Convert every line of the items below into a Markdown table with the columns Row and Line, skipping blank lines. Put a running row number under Row and the full line under Line.

(Point annotation records)
----------
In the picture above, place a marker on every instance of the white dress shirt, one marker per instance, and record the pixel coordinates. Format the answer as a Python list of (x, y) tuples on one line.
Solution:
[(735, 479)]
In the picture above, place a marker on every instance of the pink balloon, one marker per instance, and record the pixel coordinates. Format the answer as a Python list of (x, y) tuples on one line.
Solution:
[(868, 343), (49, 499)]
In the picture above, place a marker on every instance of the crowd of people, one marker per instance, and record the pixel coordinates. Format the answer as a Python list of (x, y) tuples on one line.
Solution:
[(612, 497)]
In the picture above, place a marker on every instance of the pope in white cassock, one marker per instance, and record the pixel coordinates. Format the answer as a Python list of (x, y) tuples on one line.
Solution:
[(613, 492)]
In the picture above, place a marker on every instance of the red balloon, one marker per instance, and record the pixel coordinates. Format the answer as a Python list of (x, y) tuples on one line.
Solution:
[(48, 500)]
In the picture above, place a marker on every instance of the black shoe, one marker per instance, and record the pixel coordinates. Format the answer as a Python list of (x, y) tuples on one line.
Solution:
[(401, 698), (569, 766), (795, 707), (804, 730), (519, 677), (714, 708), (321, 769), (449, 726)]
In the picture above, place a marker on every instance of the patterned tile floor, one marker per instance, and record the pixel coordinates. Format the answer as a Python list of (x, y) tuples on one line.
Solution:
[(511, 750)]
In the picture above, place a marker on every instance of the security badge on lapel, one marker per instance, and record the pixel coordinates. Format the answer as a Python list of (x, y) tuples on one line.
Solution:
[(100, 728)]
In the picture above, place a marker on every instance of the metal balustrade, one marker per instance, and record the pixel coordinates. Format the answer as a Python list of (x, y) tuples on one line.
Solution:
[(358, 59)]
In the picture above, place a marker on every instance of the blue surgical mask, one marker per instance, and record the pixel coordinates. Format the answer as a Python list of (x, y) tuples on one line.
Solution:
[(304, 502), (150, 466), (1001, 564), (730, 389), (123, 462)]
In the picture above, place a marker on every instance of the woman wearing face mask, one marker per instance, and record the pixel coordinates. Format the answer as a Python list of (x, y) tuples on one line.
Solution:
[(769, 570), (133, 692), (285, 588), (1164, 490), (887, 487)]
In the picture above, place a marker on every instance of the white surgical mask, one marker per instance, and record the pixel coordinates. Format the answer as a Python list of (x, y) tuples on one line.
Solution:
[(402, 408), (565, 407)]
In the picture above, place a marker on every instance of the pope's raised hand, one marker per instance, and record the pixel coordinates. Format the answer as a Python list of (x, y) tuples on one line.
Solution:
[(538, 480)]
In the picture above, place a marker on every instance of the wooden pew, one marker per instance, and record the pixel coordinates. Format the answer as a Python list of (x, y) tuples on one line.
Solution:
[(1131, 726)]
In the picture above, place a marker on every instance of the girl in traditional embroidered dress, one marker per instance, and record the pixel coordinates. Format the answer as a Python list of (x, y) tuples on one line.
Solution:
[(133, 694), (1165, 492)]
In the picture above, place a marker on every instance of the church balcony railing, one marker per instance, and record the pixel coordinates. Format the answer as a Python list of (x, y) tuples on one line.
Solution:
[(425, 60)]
----------
● **FINISHED ANSWER**
| Row | Line |
|---|---|
| 1 | In the picture above, place a marker on every instance of the white dress shirt, one marker per instance, and record the pixel coordinates. Format the answer as a Python list of (x, y) tuples on one line. |
| 2 | Solution: |
| 3 | [(735, 479)] |
| 4 | In the picture above, place a marker on every instance of the pink balloon, one marker per instance, and record the pixel coordinates. Format the answer as a Python list of (x, y) tuples on one line. |
| 5 | Solution: |
| 6 | [(868, 343), (49, 499)] |
| 7 | In the picture above, place a marker on every instance of the crowd of people, one marker per instance, and record the pixel coordinates. Format the answer as a Python list of (x, y) tuples on one line. |
| 8 | Solution: |
| 9 | [(612, 497)] |
| 10 | In the picture above, place a marker on every instance of the pope in white cassock, one marker per instance, and record the pixel coordinates. Format the answer as a Python list of (x, y) tuples on one line. |
| 11 | Solution: |
| 12 | [(613, 492)] |
| 13 | In the picture above, place a marker on every instance of the red balloon, one marker per instance, and record the pixel coordinates. Format the answer as a Python list of (x, y) tuples on one line. |
| 14 | Solution: |
| 15 | [(48, 500)] |
| 16 | In the picture above, place a marker on every instance of the black shoe, one marker per instance, and record the pixel coordinates. Format the answer as a Python list of (x, y) tuples on one line. |
| 17 | Solution: |
| 18 | [(401, 698), (569, 766), (795, 707), (804, 730), (519, 677), (714, 708), (321, 769), (449, 726)] |
| 19 | In the picture above, place a marker on every instance of the patterned tile floor, one marker per instance, and record the pixel coordinates. Format the answer as a Python list of (x, y) tuples on one line. |
| 20 | Solution: |
| 21 | [(511, 750)] |
| 22 | In the picture above, place a marker on every instance of the security badge on lapel, one marker per instance, and record the pixel coordinates. Format the answer as a Python list of (x, y) tuples on one line. |
| 23 | Solution: |
| 24 | [(100, 728)] |
| 25 | In the picture above, place a marker on every instance of the metal balustrade, one marker per instance, and record the pixel coordinates. Format the answer as a Python list of (x, y) tuples on one line. |
| 26 | Solution: |
| 27 | [(358, 59)] |
| 28 | In the picture above, place a marker on every instance of the blue surgical mask, one marker per instance, and record the pixel coordinates. Format the answer as a Python list of (x, y) tuples on one line. |
| 29 | Solution: |
| 30 | [(304, 502), (150, 466), (1001, 564), (730, 389), (123, 462)] |
| 31 | In the picture above, place a marker on every instance of the woman wearing face mask, one marker per instance, and record the pixel coordinates. Format the answer as a Python list of (x, y) tuples on one line. |
| 32 | Solution: |
| 33 | [(769, 570), (133, 692), (285, 588), (1164, 490), (887, 487)] |
| 34 | In the picture above, place a marker on every instance of the white surgical mask, one marker per instance, and record the pixel coordinates. Format the answer as a Python list of (x, y) tuples on one line. |
| 35 | Solution: |
| 36 | [(402, 408), (565, 407)] |
| 37 | In the picture above, place a marker on every instance of the pope's raised hand, one marker per instance, and record the pixel coordinates. Format the answer as a Python list of (x, y) tuples on one line. |
| 38 | Solution: |
| 39 | [(538, 480)] |
| 40 | In the picture above, place a marker on every instance of the wooden pew, one marker per instance, and record the pixel coordinates. Format the answer as a Python list of (x, y) tuples on one line. |
| 41 | Solution: |
| 42 | [(1131, 726)] |
| 43 | In the picture above, place a marker on every instance of the girl in traditional embroidered dress, one marker per instance, and record the pixel coordinates. Format the answer as a Python list of (x, y) tuples on one line. |
| 44 | Solution: |
| 45 | [(133, 694), (1165, 492)] |
| 46 | In the picture above, place a marker on every instance of the church balcony railing, one marker per instance, and record the pixel coordinates. Format the answer as a Python list of (x, y) tuples on one line. |
| 47 | Solution: |
| 48 | [(425, 60)] |